** SOURCE EXTRACT **
Based on DEAs, researchers developed a jellyfish robot,13 a ray robot,14 and a bimorph swimmer.15 We focus in this article on a fish-shaped robot, consisting of a body and a caudal fin, as one morphology of DEA-based underwater robots. Fish swimming is mainly divided into two types: body and/or caudal fin (BCF) propulsion and median and/or paired fin (MPF) propulsion.7 Although MPF locomotion offers maneuvering and stabilization, BCF locomotion enables swimming at higher speeds and acceleration rates with the most efficient movement (specifically, in case of thunniform mode). Therefore, employment of BCF locomotion, that is, a body and a caudal fin, can be a promising design approach for DEA-based underwater robots wherein high mobility and efficiency are expected. Also, given the diverse morphologies of fish and the fact that most of them generate thrust by BCF propulsion, the robots employing such a swimming mechanism could benefit from more design flexibility in terms of geometries and sizes. However, development of DEA-based underwater robots with BCF propulsion has not been attempted yet. For this reason, their designing principle, fabrication method, and performance characteristics are missing.
In this article, we report a model, fabrication method, and characterization of a DEA-based BCF fish robot consisting of a body and a caudal fin. This work is an expansion of a preliminary conference article,24 where first DEA-based swimming robots have been presented. In this article, we included a mathematical model, based on the Euler–Bernoulli beam theory, for predicting the natural frequencies of the robot in water, from which we can set the range of driving frequencies. Since the beating amplitude of the robot is comparable with the width of its body, we used a model able to describe large deformations. To validate the model, the outputs are compared with the characterization results of the fabricated robot. The fabrication process, which consists in laminating the silicone layers enabling the insulation of the high-voltage electrodes, is based on authors' preliminary results.24 In the current robot design, we reduced the number of layers from 5 to 4 by shaping each layer with the same geometry. The robot is characterized with fixed-free boundary conditions (the head is cramped whereas the tail is free to move) as well as tethered free-swimming condition. In the fixed condition, the tail amplitude and thrust force are measured. As for the tethered free-swimming condition, the swimming speed is measured and the Strouhal number is estimated. We observe that the model shows natural frequencies similar to the peaks of the measured thrust force and swimming speed. We also observe that the swimming locomotion of our robot resembles to nature; a Strouhal number very close to that of real fish represents it quantitatively.

** DATASET RECORDS **
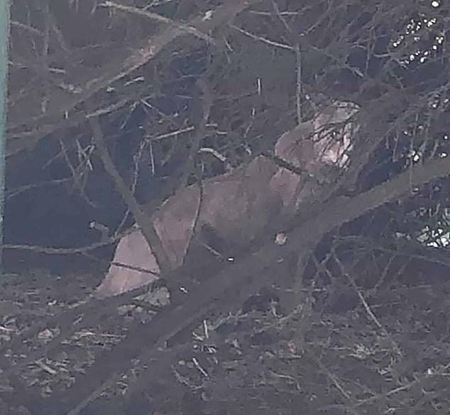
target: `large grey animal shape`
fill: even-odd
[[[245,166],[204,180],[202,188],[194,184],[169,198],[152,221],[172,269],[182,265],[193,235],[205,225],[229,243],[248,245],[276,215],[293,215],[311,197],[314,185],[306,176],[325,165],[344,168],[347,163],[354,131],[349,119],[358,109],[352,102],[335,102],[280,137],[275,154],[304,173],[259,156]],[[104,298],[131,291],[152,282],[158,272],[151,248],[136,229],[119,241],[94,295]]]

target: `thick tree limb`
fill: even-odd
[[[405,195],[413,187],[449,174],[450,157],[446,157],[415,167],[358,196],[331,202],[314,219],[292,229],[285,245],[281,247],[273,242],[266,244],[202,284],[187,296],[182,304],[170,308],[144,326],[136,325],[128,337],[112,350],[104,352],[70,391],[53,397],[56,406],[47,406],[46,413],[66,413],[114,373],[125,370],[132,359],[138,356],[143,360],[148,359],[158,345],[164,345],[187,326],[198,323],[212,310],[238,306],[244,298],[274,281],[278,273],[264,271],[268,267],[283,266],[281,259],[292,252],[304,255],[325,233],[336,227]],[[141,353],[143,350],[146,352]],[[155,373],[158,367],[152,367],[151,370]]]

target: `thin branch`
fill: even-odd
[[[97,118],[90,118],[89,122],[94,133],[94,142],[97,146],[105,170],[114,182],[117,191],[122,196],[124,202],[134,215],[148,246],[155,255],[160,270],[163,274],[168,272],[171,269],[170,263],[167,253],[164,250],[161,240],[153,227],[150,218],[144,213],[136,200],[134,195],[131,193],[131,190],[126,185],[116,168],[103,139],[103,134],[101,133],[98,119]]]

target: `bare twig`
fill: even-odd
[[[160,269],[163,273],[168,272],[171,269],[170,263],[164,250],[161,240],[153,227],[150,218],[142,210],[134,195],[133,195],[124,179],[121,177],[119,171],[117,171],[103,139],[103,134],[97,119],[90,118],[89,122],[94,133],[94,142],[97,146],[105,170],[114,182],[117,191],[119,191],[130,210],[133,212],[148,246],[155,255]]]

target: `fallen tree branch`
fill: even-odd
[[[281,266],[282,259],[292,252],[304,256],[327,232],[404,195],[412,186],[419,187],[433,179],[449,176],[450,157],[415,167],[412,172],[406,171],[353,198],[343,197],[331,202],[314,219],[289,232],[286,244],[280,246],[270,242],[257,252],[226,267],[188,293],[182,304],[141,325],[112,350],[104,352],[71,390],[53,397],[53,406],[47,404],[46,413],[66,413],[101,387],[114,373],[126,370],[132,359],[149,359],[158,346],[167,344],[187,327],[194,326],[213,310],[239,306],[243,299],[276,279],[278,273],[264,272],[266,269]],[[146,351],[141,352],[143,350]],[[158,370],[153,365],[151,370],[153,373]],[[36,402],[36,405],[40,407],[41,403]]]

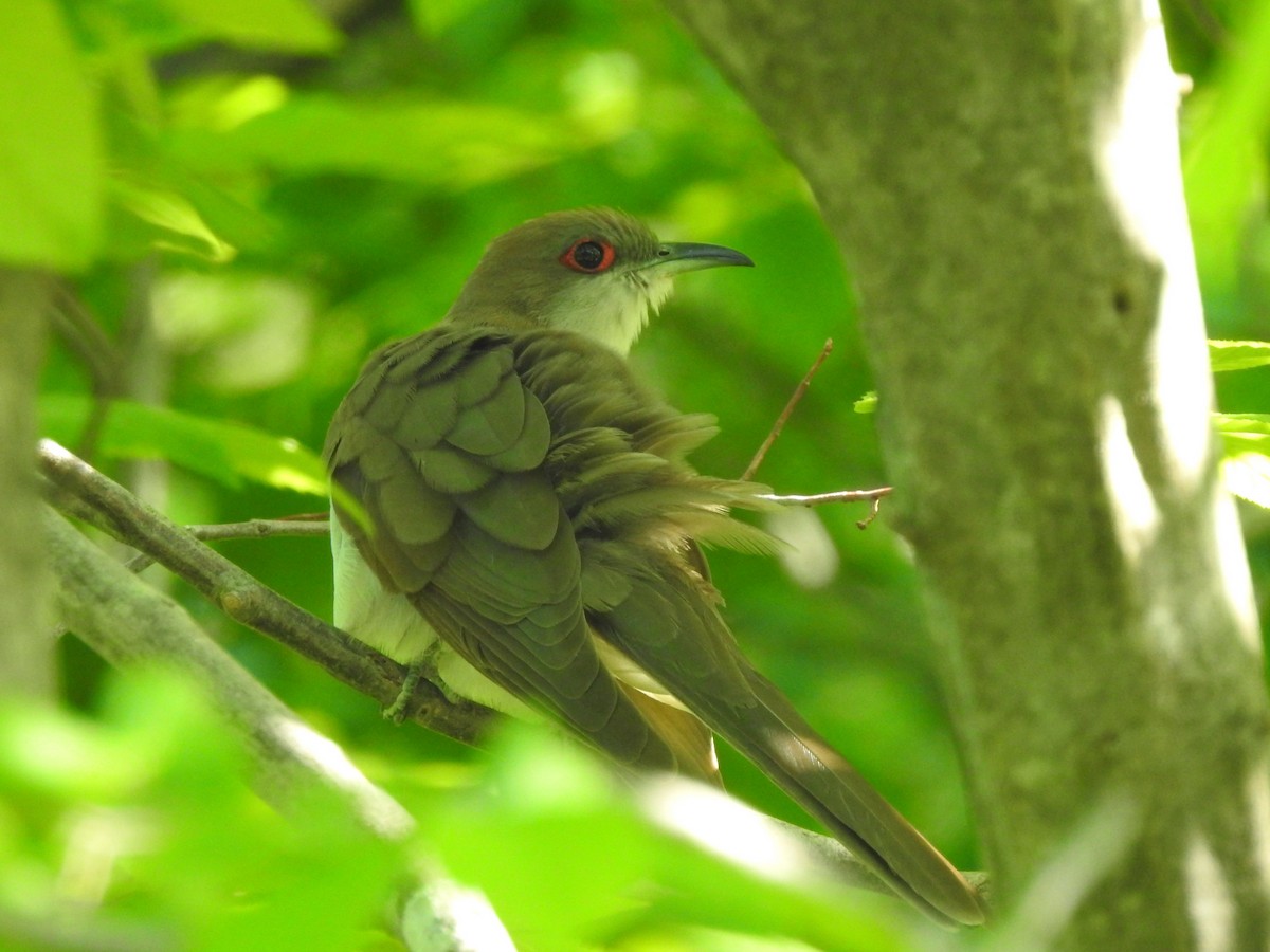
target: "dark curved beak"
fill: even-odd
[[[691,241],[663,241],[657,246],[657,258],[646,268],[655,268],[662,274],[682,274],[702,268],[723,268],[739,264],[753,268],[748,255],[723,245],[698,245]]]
--
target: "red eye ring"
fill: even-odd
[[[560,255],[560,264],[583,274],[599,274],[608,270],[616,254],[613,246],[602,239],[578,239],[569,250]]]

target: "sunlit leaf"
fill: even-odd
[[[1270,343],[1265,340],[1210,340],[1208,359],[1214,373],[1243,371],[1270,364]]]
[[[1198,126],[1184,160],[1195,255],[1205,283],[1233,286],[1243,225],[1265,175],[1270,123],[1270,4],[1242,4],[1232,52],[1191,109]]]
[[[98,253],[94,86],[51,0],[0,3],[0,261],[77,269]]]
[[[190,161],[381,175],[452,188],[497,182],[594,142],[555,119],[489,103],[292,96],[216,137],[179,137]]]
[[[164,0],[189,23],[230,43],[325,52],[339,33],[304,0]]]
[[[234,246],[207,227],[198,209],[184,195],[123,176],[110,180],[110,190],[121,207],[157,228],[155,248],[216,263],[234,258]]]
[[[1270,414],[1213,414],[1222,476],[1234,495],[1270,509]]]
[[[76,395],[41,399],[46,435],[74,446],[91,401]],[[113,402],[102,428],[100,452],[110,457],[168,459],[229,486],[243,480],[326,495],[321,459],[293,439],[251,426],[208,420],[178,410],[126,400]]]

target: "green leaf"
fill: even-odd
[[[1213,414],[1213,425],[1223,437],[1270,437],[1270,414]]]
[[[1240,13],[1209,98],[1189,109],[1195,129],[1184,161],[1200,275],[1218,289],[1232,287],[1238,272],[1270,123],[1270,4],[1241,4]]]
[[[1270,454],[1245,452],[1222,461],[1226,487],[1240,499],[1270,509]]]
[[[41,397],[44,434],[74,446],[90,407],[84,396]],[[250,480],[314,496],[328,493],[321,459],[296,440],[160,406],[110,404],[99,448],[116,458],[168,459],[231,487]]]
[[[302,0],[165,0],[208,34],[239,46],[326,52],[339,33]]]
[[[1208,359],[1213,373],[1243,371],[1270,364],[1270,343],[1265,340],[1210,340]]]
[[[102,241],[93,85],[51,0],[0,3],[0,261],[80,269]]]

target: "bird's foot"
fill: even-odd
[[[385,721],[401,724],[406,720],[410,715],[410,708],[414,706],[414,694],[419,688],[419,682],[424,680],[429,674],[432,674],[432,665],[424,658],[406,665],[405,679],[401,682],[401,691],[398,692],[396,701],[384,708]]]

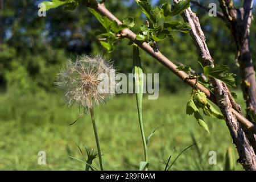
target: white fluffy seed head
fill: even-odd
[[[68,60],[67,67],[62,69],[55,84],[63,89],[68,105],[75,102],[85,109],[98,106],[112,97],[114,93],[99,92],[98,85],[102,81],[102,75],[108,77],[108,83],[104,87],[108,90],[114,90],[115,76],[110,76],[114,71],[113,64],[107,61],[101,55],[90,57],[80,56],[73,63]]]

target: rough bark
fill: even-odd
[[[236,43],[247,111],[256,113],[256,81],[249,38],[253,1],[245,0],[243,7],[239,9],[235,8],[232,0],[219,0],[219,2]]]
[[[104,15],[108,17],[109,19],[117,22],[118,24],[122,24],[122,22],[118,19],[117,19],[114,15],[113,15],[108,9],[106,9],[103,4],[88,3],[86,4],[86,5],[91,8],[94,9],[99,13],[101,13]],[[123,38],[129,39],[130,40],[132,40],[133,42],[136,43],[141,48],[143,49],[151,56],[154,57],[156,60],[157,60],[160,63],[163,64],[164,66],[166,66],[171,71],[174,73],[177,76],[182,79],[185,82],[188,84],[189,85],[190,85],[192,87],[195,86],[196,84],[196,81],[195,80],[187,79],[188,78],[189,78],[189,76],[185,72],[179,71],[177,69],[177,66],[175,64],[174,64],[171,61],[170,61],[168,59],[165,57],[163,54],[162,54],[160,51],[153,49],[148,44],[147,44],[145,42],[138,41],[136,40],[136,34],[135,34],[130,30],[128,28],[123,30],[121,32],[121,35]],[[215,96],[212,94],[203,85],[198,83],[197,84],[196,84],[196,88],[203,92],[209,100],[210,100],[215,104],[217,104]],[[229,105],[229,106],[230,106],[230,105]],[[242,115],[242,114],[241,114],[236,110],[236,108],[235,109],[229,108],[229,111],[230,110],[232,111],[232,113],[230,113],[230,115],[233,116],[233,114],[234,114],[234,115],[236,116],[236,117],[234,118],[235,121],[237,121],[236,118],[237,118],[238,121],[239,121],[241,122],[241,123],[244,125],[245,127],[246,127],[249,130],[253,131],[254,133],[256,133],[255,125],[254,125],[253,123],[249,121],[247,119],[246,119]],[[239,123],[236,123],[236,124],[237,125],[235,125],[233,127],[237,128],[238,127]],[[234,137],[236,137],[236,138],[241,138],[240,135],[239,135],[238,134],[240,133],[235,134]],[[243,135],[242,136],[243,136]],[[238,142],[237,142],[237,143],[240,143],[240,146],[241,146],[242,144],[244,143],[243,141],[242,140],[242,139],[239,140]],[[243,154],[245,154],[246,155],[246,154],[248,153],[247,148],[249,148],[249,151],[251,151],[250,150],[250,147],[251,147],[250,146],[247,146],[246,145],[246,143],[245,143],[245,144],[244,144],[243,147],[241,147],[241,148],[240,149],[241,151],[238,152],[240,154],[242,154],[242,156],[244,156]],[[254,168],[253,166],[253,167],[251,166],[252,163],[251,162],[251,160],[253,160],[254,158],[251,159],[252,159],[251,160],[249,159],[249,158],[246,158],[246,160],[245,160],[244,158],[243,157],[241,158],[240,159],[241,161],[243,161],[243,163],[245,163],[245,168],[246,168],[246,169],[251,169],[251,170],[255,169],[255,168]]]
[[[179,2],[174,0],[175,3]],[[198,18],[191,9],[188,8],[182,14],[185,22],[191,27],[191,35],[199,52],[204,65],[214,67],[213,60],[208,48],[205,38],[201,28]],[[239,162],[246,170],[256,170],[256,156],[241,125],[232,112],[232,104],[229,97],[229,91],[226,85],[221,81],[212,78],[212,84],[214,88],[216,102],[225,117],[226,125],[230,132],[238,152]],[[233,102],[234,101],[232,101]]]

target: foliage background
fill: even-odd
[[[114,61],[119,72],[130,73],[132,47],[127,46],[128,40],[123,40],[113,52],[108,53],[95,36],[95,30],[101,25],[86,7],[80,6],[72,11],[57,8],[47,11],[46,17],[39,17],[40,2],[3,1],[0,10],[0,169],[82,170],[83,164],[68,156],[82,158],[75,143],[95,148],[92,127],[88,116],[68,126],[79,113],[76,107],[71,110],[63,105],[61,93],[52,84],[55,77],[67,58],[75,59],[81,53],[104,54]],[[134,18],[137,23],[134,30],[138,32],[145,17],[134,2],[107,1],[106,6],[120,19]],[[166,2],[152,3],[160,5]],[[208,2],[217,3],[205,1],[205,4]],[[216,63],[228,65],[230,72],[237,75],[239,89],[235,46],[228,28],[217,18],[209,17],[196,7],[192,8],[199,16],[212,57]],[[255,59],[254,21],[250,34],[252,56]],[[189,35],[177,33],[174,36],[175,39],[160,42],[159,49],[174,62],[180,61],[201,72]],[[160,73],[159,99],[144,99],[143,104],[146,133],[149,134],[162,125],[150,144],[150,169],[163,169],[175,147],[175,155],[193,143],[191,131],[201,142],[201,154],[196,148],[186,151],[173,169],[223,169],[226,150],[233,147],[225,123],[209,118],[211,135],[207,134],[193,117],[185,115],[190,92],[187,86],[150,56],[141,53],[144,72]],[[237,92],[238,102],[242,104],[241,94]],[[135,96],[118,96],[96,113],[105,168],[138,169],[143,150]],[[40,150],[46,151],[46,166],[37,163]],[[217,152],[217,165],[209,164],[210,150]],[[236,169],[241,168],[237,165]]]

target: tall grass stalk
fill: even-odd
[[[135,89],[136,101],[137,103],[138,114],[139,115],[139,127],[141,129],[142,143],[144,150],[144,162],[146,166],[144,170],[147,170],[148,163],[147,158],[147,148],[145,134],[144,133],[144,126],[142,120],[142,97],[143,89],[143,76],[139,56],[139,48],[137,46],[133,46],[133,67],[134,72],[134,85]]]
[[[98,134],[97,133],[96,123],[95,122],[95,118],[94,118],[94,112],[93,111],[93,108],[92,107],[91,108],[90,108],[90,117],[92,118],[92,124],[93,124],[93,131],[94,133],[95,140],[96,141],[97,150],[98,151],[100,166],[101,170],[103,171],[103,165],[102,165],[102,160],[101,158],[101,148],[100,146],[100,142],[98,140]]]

** REQUIRED WORK **
A: In the passage about the fish robot, how many layers does the current robot design have?
B: Carry on the passage about the fish robot from the point where it stops.
The lines above come from a different source than the passage about the fish robot.

** RESPONSES TO THE TASKS **
A: Four layers, down from five.

B:
Materials and Methods
Structure and swimming mechanism of the robot
The structure of the soft fish robot consists of four silicone elastomer layers that are laminated: two uniaxially prestretched DEAs sandwiching a body made of two silicone layers, forming an antagonistic configuration as shown in Figure 1a. The head part of the robot is made of a poly(methyl methacrylate) (PMMA) plate and two polyethylene terephthalate (PET) films. In this configuration, the high-voltage DEA electrodes are encapsulated between the silicone layers and the DEA elastomers, and are electrically insulated. The DEA electrodes on the groundside are instead exposed to the surrounding water. Thanks to this feature, the robot structure and fabrication process have been simplified, while enabling the analytical modeling of its dynamics, as described in the next section.
Figure 1b(i) shows a top view of the robot in nonactivated state. The robot shape is straight due to the equal prestretch in the two DEAs. In the robot, as also schematically represented in Figure 1a, DEAs are placed only on the body while there is no actuation part on the caudal fin, so that the latter passively deforms like that of real fish. When the DEA on one side is activated (Fig. 1b(ii)), it releases the internal stress of the prestretch and elongates, whereas the other one contracts, resulting in a global bending motion of the body. The body contraction moves the caudal fin that is deformed by the reaction force of the surrounding water. The recoil forces on the body and the caudal fin lead to net thrust pushing the robot forward. By actuating each DEA periodically (Fig. 1b(ii, iii)), the robot continuously generates the thrust force, leading to steady swimming in the forward direction.
Model and design
Researchers experimentally have shown that an efficient thrust performance occurs around the first resonant frequency.25,26 Therefore, designing the soft fish robot addressing the matching between the structural natural frequency and the range of driving frequencies can be a reasonable approach. Moreover, several works have been done in robotics, exploiting the natural modes of vibration of the robotic structure to mimic fish-like swimming motions.27,28 Specifically, the work presented by El Daou et al.28 employed the second vibration mode.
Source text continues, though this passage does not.